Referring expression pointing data
----

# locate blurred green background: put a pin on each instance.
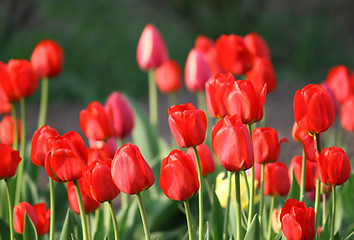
(100, 37)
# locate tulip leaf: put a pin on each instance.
(29, 230)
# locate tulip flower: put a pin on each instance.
(47, 58)
(130, 172)
(233, 54)
(242, 99)
(214, 92)
(313, 109)
(151, 51)
(297, 221)
(187, 124)
(94, 122)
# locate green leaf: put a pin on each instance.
(29, 230)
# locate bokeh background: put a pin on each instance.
(100, 37)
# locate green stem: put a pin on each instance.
(114, 220)
(44, 102)
(143, 216)
(201, 210)
(82, 210)
(189, 219)
(227, 209)
(10, 210)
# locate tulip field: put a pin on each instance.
(217, 174)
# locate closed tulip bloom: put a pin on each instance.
(196, 71)
(66, 157)
(232, 144)
(168, 77)
(95, 123)
(187, 124)
(179, 176)
(333, 166)
(120, 113)
(7, 130)
(241, 98)
(47, 58)
(151, 51)
(262, 73)
(297, 221)
(233, 54)
(9, 161)
(276, 179)
(206, 158)
(215, 89)
(313, 109)
(39, 141)
(130, 172)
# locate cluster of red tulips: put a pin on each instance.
(247, 150)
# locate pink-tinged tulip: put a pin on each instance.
(179, 176)
(242, 99)
(215, 89)
(66, 157)
(196, 71)
(151, 51)
(262, 73)
(206, 158)
(187, 124)
(276, 179)
(265, 145)
(120, 113)
(310, 175)
(130, 172)
(297, 221)
(39, 141)
(313, 109)
(47, 58)
(333, 166)
(7, 130)
(168, 77)
(9, 161)
(233, 54)
(232, 144)
(338, 80)
(94, 122)
(99, 180)
(347, 113)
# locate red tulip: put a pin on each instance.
(297, 221)
(9, 161)
(233, 54)
(242, 99)
(262, 73)
(187, 124)
(214, 92)
(130, 172)
(196, 71)
(179, 176)
(333, 166)
(94, 122)
(313, 109)
(47, 58)
(265, 145)
(168, 77)
(66, 157)
(120, 114)
(7, 130)
(151, 51)
(276, 179)
(100, 184)
(206, 158)
(39, 141)
(232, 144)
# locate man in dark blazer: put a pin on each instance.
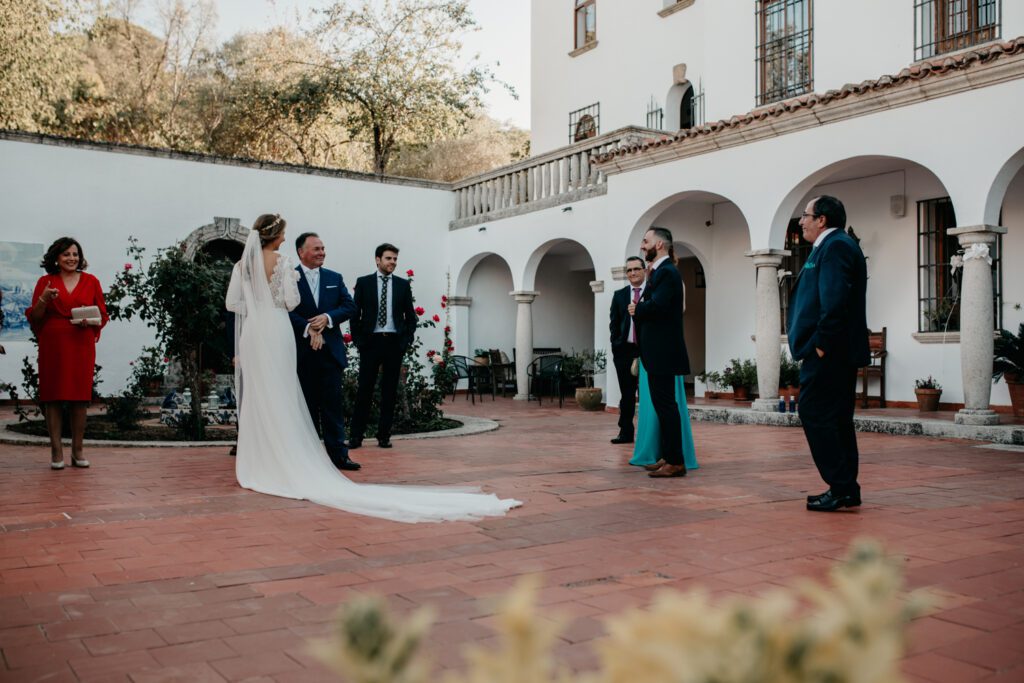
(383, 327)
(624, 345)
(658, 317)
(324, 305)
(828, 332)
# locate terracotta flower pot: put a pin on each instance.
(589, 398)
(928, 399)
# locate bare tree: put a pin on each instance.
(394, 63)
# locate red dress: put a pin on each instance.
(68, 352)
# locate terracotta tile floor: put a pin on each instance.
(154, 565)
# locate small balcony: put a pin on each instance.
(559, 176)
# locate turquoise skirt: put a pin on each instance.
(646, 450)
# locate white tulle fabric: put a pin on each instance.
(279, 451)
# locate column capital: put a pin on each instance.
(971, 235)
(768, 257)
(522, 296)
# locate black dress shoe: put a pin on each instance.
(829, 502)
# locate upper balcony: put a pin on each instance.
(556, 177)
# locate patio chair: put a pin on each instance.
(546, 373)
(475, 374)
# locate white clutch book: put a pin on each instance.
(85, 314)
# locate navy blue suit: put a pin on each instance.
(827, 311)
(321, 372)
(658, 321)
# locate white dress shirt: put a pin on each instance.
(389, 323)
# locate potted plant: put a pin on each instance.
(713, 383)
(740, 375)
(788, 376)
(928, 391)
(580, 369)
(1009, 365)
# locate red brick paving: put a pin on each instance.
(154, 565)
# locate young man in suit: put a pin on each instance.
(384, 326)
(828, 332)
(658, 316)
(324, 305)
(624, 345)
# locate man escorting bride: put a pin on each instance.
(279, 450)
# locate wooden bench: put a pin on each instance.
(876, 368)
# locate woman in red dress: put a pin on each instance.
(67, 347)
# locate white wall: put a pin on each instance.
(102, 197)
(492, 316)
(717, 39)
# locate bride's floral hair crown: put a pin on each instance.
(269, 226)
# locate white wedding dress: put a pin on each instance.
(279, 451)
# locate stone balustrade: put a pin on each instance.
(559, 176)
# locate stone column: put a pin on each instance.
(523, 341)
(977, 314)
(769, 323)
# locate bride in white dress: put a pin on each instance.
(279, 450)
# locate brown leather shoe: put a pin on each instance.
(668, 470)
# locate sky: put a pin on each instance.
(502, 42)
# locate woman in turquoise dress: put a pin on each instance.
(647, 444)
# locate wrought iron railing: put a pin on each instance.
(784, 52)
(947, 26)
(549, 179)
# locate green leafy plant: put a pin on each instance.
(182, 299)
(788, 371)
(1009, 355)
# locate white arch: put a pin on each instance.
(1000, 183)
(529, 270)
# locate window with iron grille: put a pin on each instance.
(585, 16)
(585, 123)
(938, 280)
(947, 26)
(784, 63)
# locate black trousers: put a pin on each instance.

----

# WORK TO COMPLETE
What is needed is every record above, returned exactly, with the pictures omitted.

# FINAL ANSWER
# locate blurred green background: put a pin on each instance.
(100, 37)
# locate tulip leaf: put a pin on each instance.
(29, 230)
# locate tulip flower: put a pin on each instance.
(47, 58)
(130, 172)
(233, 54)
(242, 99)
(214, 92)
(313, 109)
(151, 51)
(297, 221)
(187, 124)
(94, 122)
# locate green leaf: put a pin on each instance.
(29, 230)
# locate bokeh background: put a pin on each instance.
(100, 37)
# locate green stem: put a pin on each instance.
(114, 220)
(44, 102)
(143, 216)
(201, 210)
(82, 210)
(189, 219)
(227, 209)
(10, 210)
# locate tulip field: put a pin on each instance.
(217, 174)
# locate closed tulip bloom: put a pin on each instance.
(196, 71)
(66, 157)
(232, 144)
(168, 77)
(95, 123)
(187, 124)
(179, 176)
(333, 166)
(120, 113)
(7, 130)
(241, 98)
(47, 58)
(151, 51)
(262, 73)
(297, 221)
(233, 54)
(9, 161)
(276, 179)
(206, 158)
(215, 89)
(313, 109)
(39, 141)
(130, 172)
# locate cluster of red tulips: put a pin on each instance.
(247, 150)
# locate pink-tinged tulip: put a pin on each instance.
(179, 176)
(242, 99)
(215, 89)
(66, 157)
(196, 71)
(151, 51)
(262, 73)
(206, 158)
(187, 124)
(276, 179)
(265, 145)
(120, 113)
(310, 175)
(130, 172)
(297, 221)
(39, 141)
(313, 109)
(47, 58)
(333, 166)
(7, 130)
(168, 77)
(9, 161)
(233, 54)
(232, 144)
(338, 80)
(94, 122)
(99, 180)
(347, 113)
# locate red tulip: put a pin on each instance.
(297, 221)
(9, 161)
(233, 54)
(242, 99)
(262, 73)
(187, 124)
(214, 92)
(130, 172)
(196, 71)
(179, 176)
(333, 166)
(94, 122)
(313, 109)
(47, 58)
(265, 145)
(168, 77)
(66, 157)
(120, 114)
(7, 130)
(151, 51)
(276, 179)
(100, 184)
(206, 158)
(39, 141)
(232, 144)
# locate man in dark blazer: put a pin on each instance.
(383, 327)
(624, 345)
(658, 317)
(324, 305)
(828, 332)
# locate terracotta flower pot: put a pin on each instance.
(589, 398)
(928, 399)
# locate bare tree: put a pin on each instance.
(394, 63)
# locate red dress: put a pin on each instance.
(68, 352)
# locate terracotta tile floor: put a pin on each instance.
(154, 565)
# locate small balcony: put a pin on each instance.
(559, 176)
# locate turquoise skirt: put a pin on each instance.
(646, 450)
# locate white tulle fabric: put a pin on each instance.
(279, 451)
# locate column capital: put a pin on each instance.
(971, 235)
(768, 257)
(522, 296)
# locate black dress shoe: put a pin on each instance.
(829, 502)
# locate upper balcony: put a pin on each instance.
(556, 177)
# locate patio chair: put a pin on each instance.
(546, 373)
(475, 374)
# locate white clutch book: put a pin on each instance.
(85, 314)
# locate navy blue suit: put a pin on each instance.
(827, 311)
(321, 372)
(658, 321)
# locate white dress shirt: put a pin on each instance.
(389, 323)
# locate potted plant: put a pin on each instance.
(713, 383)
(740, 375)
(788, 376)
(928, 391)
(580, 369)
(1009, 365)
# locate red brick paving: put a pin on each instance.
(154, 565)
# locate young man in suit: put a pin on each instance.
(384, 326)
(828, 332)
(658, 316)
(324, 305)
(624, 345)
# locate man escorting bride: put a pin on each instance.
(279, 450)
# locate wooden bench: put a pin on each instance.
(876, 368)
# locate woman in red dress: put a pin on each instance.
(67, 347)
# locate white wall: put a pin on each instance.
(102, 197)
(492, 316)
(717, 39)
# locate bride's floral hair crown: put a pin on each instance.
(269, 226)
# locate white wedding dress: put a pin on each instance.
(279, 451)
# locate stone balustrade: put a pin on each instance.
(559, 176)
# locate stone column: put a pin on each instance.
(523, 341)
(977, 314)
(769, 323)
# locate bride in white dress: put a pin on each instance.
(279, 450)
# locate brown leather shoe: put a pin on each instance.
(668, 470)
# locate sky: put a pin on each instance.
(502, 42)
# locate woman in turquoise dress: put a pin on each instance.
(647, 444)
# locate wrought iron railing: put a pin on each instance.
(784, 52)
(947, 26)
(549, 179)
# locate green leafy plant: put a pin on each instance.
(182, 299)
(788, 371)
(1009, 355)
# locate white arch: put a pin on each instance.
(1000, 183)
(529, 270)
# locate window with iron grille: put a pin on each instance.
(585, 16)
(585, 123)
(938, 280)
(947, 26)
(784, 63)
# locate black trousers: put a pin on each instance.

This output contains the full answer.